Reproduce the data below word for word, starting at its first line and stopping after the line that contains "(1010, 209)". Leave the pictures out.

> [Material shown]
+---+

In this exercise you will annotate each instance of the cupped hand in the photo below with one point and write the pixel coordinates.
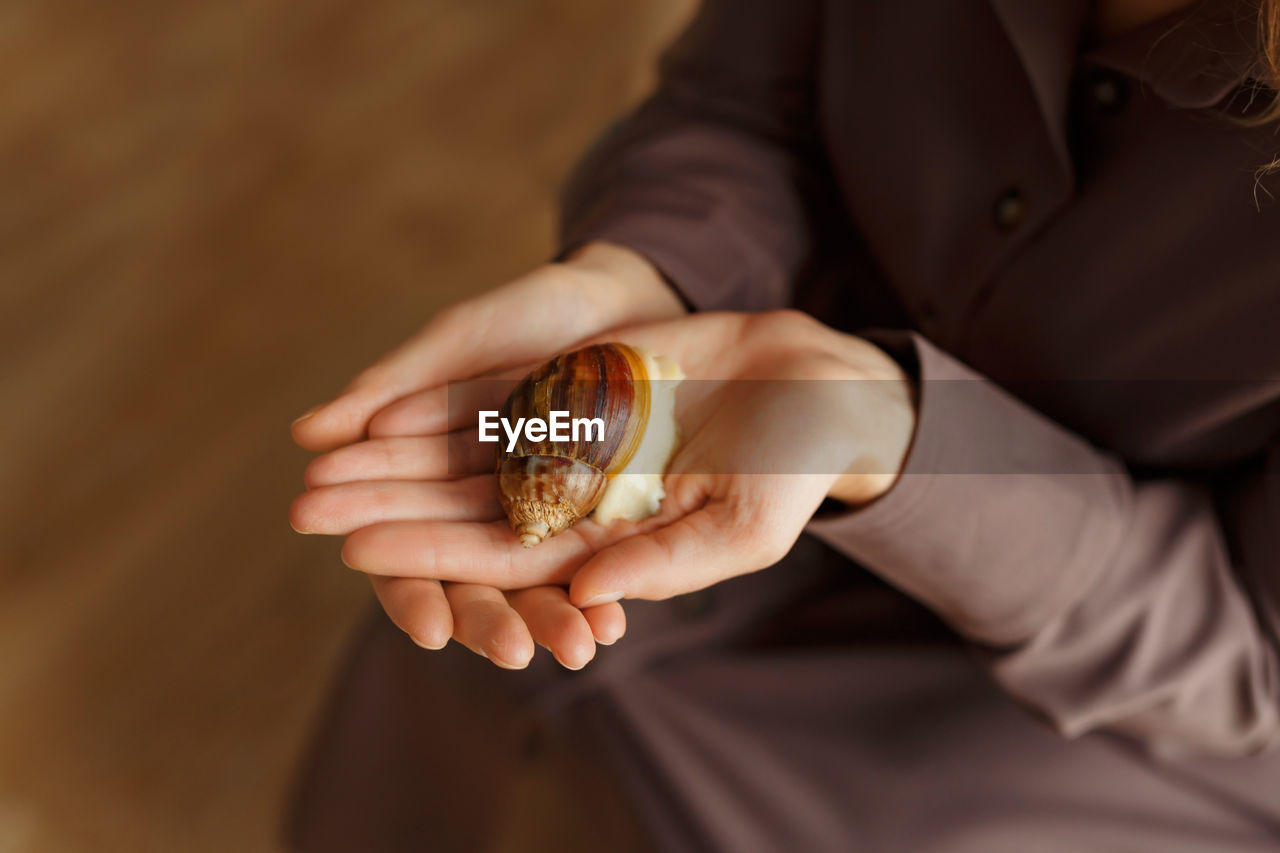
(763, 446)
(388, 459)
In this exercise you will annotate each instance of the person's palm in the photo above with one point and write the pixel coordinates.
(388, 452)
(762, 446)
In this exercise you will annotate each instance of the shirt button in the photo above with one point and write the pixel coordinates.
(1109, 92)
(1010, 209)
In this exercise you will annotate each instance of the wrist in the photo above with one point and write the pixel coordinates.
(882, 425)
(629, 287)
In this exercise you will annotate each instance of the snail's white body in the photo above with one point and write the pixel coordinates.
(636, 491)
(545, 486)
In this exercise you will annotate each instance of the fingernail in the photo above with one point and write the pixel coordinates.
(309, 413)
(600, 598)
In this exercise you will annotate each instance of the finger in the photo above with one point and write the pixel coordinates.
(419, 607)
(556, 625)
(608, 623)
(488, 625)
(430, 457)
(694, 552)
(483, 553)
(338, 510)
(520, 323)
(452, 406)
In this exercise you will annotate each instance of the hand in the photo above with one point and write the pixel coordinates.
(763, 447)
(400, 471)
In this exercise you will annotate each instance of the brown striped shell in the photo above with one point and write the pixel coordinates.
(545, 487)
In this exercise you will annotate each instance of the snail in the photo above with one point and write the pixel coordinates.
(547, 486)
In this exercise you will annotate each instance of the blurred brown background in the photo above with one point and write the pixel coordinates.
(210, 217)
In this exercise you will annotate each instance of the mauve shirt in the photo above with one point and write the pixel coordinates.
(1059, 629)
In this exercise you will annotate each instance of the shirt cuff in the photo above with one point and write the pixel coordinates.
(1000, 518)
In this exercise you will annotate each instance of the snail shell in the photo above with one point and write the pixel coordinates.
(547, 486)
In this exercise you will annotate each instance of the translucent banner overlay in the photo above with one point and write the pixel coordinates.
(824, 427)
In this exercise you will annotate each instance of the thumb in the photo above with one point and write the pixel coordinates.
(702, 548)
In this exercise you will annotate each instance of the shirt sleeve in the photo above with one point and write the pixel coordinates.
(1098, 600)
(711, 179)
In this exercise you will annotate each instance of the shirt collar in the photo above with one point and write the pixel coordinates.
(1192, 59)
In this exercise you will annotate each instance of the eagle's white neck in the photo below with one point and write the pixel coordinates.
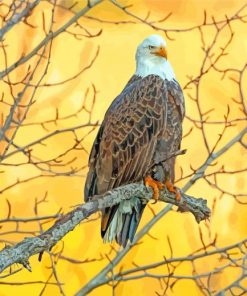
(156, 66)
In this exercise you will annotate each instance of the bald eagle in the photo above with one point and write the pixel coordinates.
(139, 135)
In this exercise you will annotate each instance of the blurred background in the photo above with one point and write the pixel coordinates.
(52, 103)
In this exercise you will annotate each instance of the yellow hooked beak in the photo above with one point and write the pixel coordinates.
(160, 51)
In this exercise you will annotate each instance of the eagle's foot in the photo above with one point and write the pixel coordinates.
(155, 185)
(173, 189)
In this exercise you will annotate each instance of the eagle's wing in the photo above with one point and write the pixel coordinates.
(124, 148)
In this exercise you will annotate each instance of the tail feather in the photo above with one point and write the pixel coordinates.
(123, 220)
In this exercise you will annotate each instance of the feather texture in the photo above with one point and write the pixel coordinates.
(142, 125)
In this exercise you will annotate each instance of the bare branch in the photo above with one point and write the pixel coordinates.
(30, 246)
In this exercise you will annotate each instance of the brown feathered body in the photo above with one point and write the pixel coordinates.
(141, 130)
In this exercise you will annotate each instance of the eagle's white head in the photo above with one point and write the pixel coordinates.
(151, 58)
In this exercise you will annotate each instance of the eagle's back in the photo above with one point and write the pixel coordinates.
(142, 125)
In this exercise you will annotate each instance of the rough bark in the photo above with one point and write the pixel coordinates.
(21, 252)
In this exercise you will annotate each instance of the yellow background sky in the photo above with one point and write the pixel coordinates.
(109, 73)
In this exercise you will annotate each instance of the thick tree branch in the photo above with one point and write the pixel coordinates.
(21, 252)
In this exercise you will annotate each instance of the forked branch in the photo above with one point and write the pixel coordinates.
(21, 252)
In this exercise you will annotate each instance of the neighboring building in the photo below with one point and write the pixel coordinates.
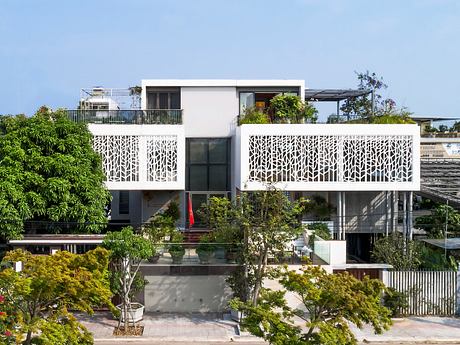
(186, 141)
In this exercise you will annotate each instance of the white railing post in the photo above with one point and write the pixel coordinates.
(457, 292)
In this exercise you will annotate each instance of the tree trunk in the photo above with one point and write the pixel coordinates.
(28, 338)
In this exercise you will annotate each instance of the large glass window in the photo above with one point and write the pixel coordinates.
(208, 164)
(207, 171)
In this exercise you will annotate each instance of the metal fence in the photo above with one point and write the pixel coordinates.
(428, 292)
(130, 116)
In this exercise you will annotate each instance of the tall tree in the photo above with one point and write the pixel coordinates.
(127, 250)
(49, 172)
(329, 303)
(362, 105)
(48, 287)
(265, 222)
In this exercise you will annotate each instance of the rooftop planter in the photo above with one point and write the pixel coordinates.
(283, 109)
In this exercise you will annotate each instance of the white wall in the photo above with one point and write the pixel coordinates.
(187, 294)
(209, 111)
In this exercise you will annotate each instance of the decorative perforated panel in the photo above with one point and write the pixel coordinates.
(330, 158)
(120, 156)
(124, 156)
(162, 158)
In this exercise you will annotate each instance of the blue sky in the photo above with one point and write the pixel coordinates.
(51, 49)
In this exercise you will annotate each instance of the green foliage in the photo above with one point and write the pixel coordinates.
(206, 244)
(435, 224)
(264, 221)
(127, 250)
(394, 250)
(48, 287)
(49, 172)
(173, 211)
(385, 110)
(320, 230)
(254, 116)
(318, 208)
(395, 301)
(329, 303)
(291, 108)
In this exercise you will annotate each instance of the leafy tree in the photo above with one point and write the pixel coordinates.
(398, 252)
(265, 221)
(127, 250)
(384, 109)
(435, 224)
(410, 255)
(329, 303)
(48, 287)
(49, 172)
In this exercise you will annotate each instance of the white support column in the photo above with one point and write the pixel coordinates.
(394, 216)
(405, 215)
(142, 159)
(387, 214)
(410, 216)
(339, 215)
(344, 223)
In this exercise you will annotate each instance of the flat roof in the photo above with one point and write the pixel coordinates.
(448, 243)
(50, 239)
(433, 118)
(330, 95)
(222, 82)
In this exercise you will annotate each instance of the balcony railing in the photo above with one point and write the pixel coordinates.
(128, 117)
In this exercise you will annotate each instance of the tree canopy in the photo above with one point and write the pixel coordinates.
(49, 172)
(329, 302)
(42, 294)
(261, 223)
(127, 250)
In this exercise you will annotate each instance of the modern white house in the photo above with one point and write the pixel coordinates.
(185, 140)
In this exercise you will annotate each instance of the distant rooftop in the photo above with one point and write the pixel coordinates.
(333, 95)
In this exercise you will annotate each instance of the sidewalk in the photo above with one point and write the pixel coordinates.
(415, 330)
(167, 327)
(202, 328)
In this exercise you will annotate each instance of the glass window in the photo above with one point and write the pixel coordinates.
(152, 101)
(218, 151)
(198, 179)
(123, 202)
(247, 100)
(163, 104)
(198, 151)
(218, 177)
(175, 100)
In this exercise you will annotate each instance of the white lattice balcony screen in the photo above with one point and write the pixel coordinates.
(139, 159)
(301, 161)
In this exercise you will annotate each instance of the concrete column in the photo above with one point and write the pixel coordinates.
(405, 215)
(457, 307)
(410, 215)
(395, 210)
(344, 222)
(387, 214)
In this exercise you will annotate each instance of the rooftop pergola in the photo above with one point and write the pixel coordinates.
(336, 95)
(333, 95)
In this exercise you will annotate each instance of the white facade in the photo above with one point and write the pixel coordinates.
(141, 157)
(328, 157)
(151, 160)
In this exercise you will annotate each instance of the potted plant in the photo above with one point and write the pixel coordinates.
(176, 248)
(309, 114)
(205, 249)
(253, 116)
(127, 251)
(286, 108)
(162, 225)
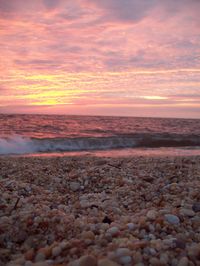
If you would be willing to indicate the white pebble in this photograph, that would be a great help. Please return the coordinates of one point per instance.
(113, 230)
(172, 219)
(125, 259)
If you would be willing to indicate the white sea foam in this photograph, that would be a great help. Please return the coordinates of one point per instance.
(16, 145)
(24, 145)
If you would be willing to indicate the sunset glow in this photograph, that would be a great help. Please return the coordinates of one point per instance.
(108, 57)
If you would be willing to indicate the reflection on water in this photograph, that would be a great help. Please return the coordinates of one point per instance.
(126, 153)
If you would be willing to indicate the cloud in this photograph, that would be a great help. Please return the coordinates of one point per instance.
(136, 10)
(51, 4)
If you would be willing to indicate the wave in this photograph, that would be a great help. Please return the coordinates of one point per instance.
(25, 145)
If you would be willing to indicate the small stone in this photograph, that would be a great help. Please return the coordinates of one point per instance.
(29, 255)
(187, 212)
(40, 257)
(172, 219)
(74, 186)
(131, 226)
(113, 231)
(151, 215)
(107, 220)
(183, 261)
(196, 207)
(122, 252)
(56, 251)
(154, 261)
(87, 260)
(107, 262)
(125, 259)
(88, 235)
(46, 251)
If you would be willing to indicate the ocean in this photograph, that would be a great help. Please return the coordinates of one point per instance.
(60, 135)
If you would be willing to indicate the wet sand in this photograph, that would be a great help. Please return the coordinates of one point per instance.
(91, 211)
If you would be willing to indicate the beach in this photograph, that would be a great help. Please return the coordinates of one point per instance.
(91, 211)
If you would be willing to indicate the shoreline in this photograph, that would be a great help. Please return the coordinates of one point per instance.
(138, 210)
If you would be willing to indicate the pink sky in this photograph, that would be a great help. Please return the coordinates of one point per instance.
(108, 57)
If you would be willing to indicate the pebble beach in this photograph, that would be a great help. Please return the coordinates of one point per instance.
(90, 211)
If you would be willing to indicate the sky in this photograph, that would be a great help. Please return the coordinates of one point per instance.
(100, 57)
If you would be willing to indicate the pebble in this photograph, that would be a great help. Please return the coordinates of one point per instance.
(187, 212)
(88, 235)
(183, 261)
(122, 251)
(152, 214)
(56, 251)
(107, 262)
(131, 226)
(74, 186)
(125, 259)
(87, 260)
(113, 231)
(40, 257)
(196, 207)
(172, 219)
(110, 222)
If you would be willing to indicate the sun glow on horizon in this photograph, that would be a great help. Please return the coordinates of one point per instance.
(102, 59)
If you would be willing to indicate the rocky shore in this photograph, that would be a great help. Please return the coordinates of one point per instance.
(88, 211)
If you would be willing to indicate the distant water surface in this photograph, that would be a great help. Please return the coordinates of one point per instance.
(37, 134)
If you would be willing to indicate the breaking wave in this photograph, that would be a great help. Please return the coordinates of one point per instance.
(25, 145)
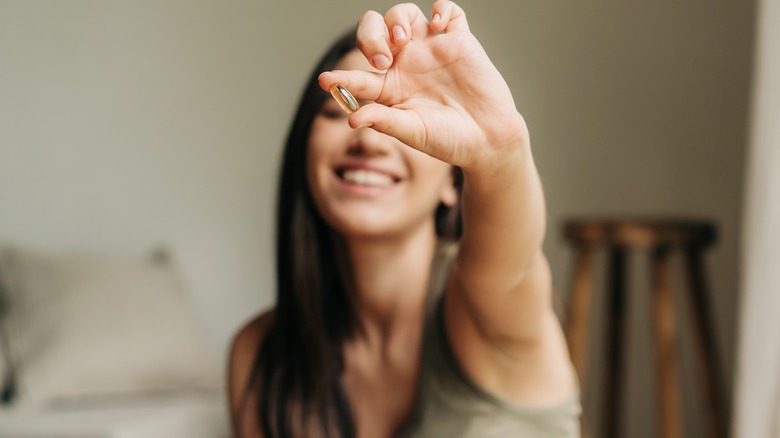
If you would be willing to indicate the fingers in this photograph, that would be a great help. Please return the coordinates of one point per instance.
(448, 16)
(380, 37)
(373, 40)
(404, 125)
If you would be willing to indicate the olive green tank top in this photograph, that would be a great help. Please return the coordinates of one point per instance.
(450, 405)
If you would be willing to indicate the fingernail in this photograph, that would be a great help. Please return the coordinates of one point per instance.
(381, 61)
(398, 33)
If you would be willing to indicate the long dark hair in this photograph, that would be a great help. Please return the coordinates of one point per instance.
(299, 362)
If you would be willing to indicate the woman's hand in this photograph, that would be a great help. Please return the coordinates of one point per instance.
(439, 92)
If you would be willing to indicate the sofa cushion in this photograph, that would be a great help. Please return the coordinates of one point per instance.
(86, 325)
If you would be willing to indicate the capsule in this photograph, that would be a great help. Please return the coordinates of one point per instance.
(346, 101)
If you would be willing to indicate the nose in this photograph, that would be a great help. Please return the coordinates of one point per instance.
(367, 142)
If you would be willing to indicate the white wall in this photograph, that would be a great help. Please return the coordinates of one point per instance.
(128, 124)
(757, 391)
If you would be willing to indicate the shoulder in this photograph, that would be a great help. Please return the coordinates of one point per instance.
(243, 352)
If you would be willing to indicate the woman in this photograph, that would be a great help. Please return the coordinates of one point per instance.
(377, 332)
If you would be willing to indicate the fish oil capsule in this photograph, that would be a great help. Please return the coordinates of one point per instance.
(346, 101)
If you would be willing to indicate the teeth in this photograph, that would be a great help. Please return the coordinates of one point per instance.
(367, 178)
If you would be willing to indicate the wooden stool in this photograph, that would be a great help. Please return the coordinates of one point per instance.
(660, 238)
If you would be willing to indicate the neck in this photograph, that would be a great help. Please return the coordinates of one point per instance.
(390, 282)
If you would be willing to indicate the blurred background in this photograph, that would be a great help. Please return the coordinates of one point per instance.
(131, 125)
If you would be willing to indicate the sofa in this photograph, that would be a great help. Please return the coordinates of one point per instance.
(103, 345)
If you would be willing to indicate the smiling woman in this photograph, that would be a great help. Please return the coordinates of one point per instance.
(385, 326)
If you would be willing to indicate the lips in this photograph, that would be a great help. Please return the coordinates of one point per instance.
(367, 177)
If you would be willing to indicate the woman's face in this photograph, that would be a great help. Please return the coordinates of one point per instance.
(367, 184)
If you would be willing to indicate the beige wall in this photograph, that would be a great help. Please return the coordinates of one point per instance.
(757, 376)
(124, 125)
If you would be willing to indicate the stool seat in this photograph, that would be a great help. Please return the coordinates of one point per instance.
(639, 232)
(658, 238)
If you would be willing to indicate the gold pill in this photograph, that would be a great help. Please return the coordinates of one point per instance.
(346, 101)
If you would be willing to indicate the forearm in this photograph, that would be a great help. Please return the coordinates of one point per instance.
(503, 217)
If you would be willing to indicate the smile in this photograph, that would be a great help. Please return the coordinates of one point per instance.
(367, 178)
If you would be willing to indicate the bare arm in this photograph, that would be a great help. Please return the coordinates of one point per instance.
(243, 404)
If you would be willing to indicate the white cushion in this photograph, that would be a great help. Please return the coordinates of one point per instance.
(86, 325)
(179, 415)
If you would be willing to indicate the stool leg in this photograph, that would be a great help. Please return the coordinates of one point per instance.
(704, 345)
(577, 323)
(666, 332)
(615, 327)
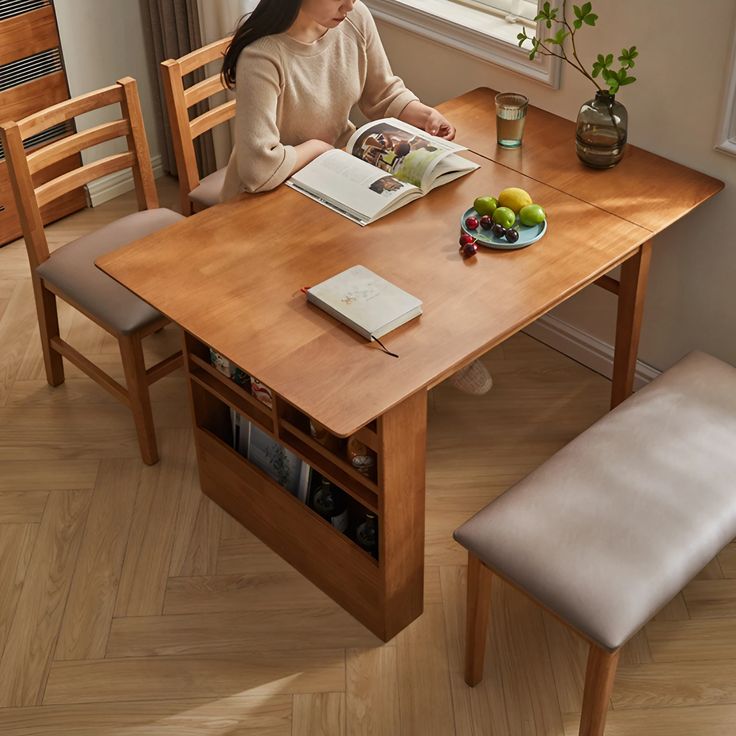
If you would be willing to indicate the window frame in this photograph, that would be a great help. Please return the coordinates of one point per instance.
(726, 135)
(413, 16)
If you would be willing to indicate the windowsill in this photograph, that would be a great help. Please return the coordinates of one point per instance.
(471, 31)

+---+

> [Task output]
In this exercise you will annotate each instance of the cupped hand in the photo below with one point and write the pixel coordinates.
(763, 446)
(388, 459)
In this exercise you will annotate each instance of the person's palm in the photo above with one point and write the pixel coordinates.
(388, 452)
(762, 446)
In this exercise you will annotate each instance of the shirt button in the photo above with one point and write the pixel coordinates.
(1109, 92)
(1010, 209)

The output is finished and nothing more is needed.